## Trabalho solicitado
[a] Segundo o texto sobre o conto O Sulque de Rodas Vermelhas, em que ano e por qual editora foi lançado o livro Linha Divisória?
[b] Dê continuidade ao texto sobre o conto O Sulque de Rodas Vermelhas a partir do ponto em que ele termina.

12 de dezembro de 2020

O Sulque de Rodas vermelhas

 

                                                              Fotografia Luiz Carlos Vaz

O Sulque de Rodas vermelhas

Luiz Calos Vaz

Há uns trinta anos, lá no século passado, numa tarde ainda quente de março, eu andava por uma das calles de Montevideo, despacito, saboreando un helado de chocolate, quando entrei em uma livraria. Vira daqui, mexe dali, e me deparei com um livro cuja capa trazia uma ilustração que sempre esteve no meu imaginário quando li, por primeira vez, o conto O Sulque de Rodas Vermelhas, do Schlee.

Esse conto faz parte do livro Linha Divisória, lançado em 1988, pela Editora Melhoramentos. Por muitos anos tentei roteirizar o conto para o cinema, pelo seu conteúdo dramático, sua beleza fotográfica, e sua narrativa cinematográfica. Mas, a prudência falou mais alto, e a história de Doña Lydia, a “quitandeira uruguaia, que ficara viúva de um brasileiro bêbado, que morrera num bochincho depois de levar uma tuzina de rebenque, e que lhe deixara seis filhos para criar, numa escadinha de um a sete anos”... ainda espera um roteirista à sua altura. Certa vez falei desse meu desejo para o Perin, mas estávamos envolvidos com outras coisas e passou... numa dessas, quem sabe?

Quando ajudei a Marlene na organização do livro Os Vinte Melhores Contos de AGS, edição comemorativa ao aniversário de 80 anos do Escritor, na lista que coletamos durante vários meses junto aos seus leitores, o “meu conto” não teve votos suficientes e não constou na publicação de Edições Ardotempo, de Alfredo Aquino, finamente impressa na Gráfica Mosca, em Montevideo. Outros vinte, tão melhores e tão marcantes para seus leitores, foram os escolhidos.

## Entradas listadas
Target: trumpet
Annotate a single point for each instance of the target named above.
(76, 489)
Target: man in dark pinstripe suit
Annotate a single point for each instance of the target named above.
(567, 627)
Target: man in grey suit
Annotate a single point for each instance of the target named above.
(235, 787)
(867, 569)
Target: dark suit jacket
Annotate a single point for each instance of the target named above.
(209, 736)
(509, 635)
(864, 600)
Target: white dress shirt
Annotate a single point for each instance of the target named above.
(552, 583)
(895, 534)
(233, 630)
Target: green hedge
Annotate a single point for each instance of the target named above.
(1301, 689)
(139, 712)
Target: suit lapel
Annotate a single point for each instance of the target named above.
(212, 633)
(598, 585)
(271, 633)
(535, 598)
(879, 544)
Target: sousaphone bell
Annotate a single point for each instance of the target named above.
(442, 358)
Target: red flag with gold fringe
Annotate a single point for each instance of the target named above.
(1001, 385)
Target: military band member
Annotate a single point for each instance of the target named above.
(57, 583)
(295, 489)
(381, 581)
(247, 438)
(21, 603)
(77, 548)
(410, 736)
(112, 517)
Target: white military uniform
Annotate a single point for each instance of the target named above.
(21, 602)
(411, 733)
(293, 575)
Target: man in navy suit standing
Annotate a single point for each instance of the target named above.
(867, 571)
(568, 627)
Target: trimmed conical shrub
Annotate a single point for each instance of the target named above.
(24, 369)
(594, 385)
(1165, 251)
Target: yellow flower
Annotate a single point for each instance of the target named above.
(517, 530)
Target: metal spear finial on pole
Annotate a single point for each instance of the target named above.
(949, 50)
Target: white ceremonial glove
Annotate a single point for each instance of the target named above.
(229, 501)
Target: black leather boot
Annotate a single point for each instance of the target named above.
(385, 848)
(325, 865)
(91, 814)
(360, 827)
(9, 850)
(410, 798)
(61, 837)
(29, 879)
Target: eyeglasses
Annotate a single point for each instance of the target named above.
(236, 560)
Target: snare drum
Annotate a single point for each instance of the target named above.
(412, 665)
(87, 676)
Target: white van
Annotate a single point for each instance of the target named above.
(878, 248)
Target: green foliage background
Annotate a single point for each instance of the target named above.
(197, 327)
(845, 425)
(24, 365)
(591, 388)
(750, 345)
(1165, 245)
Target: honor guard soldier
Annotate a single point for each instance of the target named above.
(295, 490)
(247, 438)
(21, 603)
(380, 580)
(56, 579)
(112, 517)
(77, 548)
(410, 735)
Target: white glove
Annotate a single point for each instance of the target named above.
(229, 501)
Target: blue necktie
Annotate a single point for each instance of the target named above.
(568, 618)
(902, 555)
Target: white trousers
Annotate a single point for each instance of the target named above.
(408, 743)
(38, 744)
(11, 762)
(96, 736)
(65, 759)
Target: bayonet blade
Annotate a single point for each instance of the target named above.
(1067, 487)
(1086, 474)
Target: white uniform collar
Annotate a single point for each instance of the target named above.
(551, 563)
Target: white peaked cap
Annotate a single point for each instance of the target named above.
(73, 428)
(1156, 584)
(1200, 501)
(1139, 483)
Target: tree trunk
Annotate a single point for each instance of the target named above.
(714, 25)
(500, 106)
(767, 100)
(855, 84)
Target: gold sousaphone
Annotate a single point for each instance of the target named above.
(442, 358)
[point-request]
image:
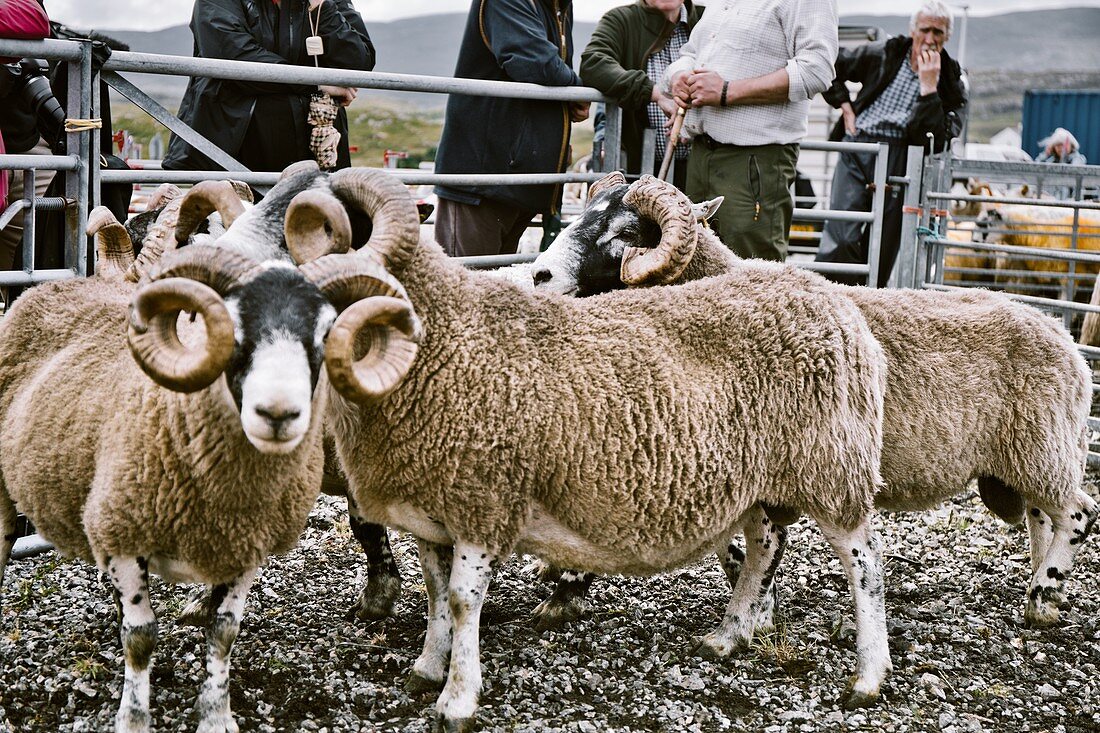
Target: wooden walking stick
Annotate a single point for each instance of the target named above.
(671, 146)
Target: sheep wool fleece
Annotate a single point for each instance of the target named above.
(106, 462)
(638, 425)
(977, 385)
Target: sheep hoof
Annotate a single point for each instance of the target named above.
(550, 615)
(376, 600)
(218, 724)
(454, 724)
(418, 685)
(855, 699)
(132, 720)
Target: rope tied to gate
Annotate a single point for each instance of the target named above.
(77, 124)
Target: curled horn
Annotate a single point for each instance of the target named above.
(113, 249)
(376, 320)
(666, 205)
(163, 194)
(393, 214)
(204, 199)
(193, 280)
(157, 241)
(307, 236)
(613, 178)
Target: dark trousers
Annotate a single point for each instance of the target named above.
(849, 241)
(755, 220)
(491, 227)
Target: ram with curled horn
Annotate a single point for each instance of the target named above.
(596, 434)
(190, 450)
(998, 429)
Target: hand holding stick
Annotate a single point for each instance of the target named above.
(673, 139)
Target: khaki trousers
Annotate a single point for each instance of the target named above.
(755, 220)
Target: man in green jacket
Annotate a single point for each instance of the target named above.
(629, 51)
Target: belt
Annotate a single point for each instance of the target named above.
(710, 142)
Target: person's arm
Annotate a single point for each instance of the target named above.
(602, 64)
(347, 42)
(221, 31)
(813, 33)
(515, 33)
(943, 118)
(848, 67)
(24, 20)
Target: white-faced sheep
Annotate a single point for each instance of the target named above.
(979, 386)
(624, 434)
(200, 472)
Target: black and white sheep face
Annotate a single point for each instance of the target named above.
(586, 258)
(586, 255)
(281, 323)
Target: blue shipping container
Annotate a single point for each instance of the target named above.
(1077, 110)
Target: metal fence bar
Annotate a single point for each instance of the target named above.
(1021, 252)
(1060, 305)
(1052, 203)
(162, 115)
(905, 267)
(219, 68)
(878, 206)
(44, 162)
(26, 277)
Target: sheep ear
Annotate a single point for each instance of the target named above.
(704, 210)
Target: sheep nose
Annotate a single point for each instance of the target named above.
(278, 416)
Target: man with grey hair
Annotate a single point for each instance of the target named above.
(911, 88)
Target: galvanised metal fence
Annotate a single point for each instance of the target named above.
(84, 175)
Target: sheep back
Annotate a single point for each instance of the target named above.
(106, 462)
(977, 385)
(647, 422)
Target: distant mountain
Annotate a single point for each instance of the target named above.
(1036, 41)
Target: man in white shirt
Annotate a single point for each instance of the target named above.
(746, 76)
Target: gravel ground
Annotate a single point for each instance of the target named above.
(956, 582)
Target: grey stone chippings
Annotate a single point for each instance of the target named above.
(956, 582)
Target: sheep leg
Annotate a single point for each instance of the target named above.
(470, 577)
(1071, 525)
(383, 579)
(7, 533)
(567, 602)
(1040, 534)
(138, 632)
(858, 550)
(429, 671)
(227, 602)
(751, 603)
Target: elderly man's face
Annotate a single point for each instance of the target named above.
(664, 6)
(930, 33)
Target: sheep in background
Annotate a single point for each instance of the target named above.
(979, 386)
(200, 472)
(1044, 227)
(620, 434)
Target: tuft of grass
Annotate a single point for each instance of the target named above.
(88, 668)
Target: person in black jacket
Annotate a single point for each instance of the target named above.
(264, 124)
(506, 41)
(911, 87)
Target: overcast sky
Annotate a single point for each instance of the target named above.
(154, 14)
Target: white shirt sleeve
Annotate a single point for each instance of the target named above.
(813, 47)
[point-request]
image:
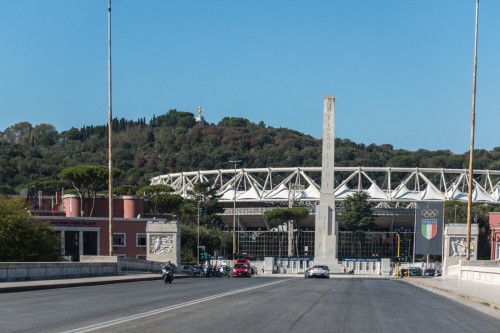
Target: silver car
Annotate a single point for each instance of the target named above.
(317, 271)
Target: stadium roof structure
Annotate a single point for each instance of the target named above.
(302, 184)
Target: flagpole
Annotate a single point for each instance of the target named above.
(110, 120)
(471, 151)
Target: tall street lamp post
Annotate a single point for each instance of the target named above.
(471, 150)
(198, 237)
(234, 206)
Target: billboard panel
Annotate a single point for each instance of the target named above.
(429, 218)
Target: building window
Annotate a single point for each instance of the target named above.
(140, 240)
(119, 240)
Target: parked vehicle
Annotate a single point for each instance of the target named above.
(317, 271)
(167, 271)
(241, 268)
(197, 270)
(414, 271)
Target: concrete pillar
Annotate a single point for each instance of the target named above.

## Resultados do exercício
[a] Em 1988, pela Editora Melhoramentos.

[b]
Um dia desses, remexendo nos meus arquivos, encontrei o registro fotográfico que fiz da dedicatória do tal livro que achei naquela livraria e que comprei para o Schlee. Era um dicionário de expressões populares, isso eu lembro bem, mas não recordava que o autor era José María Obaldia, o mesmo Obaldia que o Schlee cita na abertura do seu Dicionário da Cultura Pampeana-sul-riograndense, quando nos brinda com a máxima desse autor uruguaio: “A fala, quem faz é o povo!”

E lá na capa daquele livro de Obaldia - “El habla del pago”, que achei em Montevideo, há trinta anos, e que dei ao Schlee, o que vemos? Ora... O Sulque de Rodas Vermelhas, claro, que era o sonho de Doña Lydia... “Um sulque de altas rodas vermelhas, pretinho, que seria puxado pelo cavalo manso que carregava a pipa.” O cavalo que puxa o sulque, não dá para ver direito, mas, ao invés do petiço manso, bem que poderia ser Punto Fijo, o que tinha “a cara branca, entre malacara e picaço porque não era nem uma coisa nem outra, nem claro e nem escuro, sendo antes lubuno, só com a estrela de meio dos olhos, escorrendo até o focinho de narinas e beiços cor-de-rosa. Cavalo baldoso que nem puxava água, mas aguentava os quase cem quilos de Doña Lydia se desiquilibrando por cima”... E mais, é possível que o Sulque esteja indo visitar Paco e Terezita...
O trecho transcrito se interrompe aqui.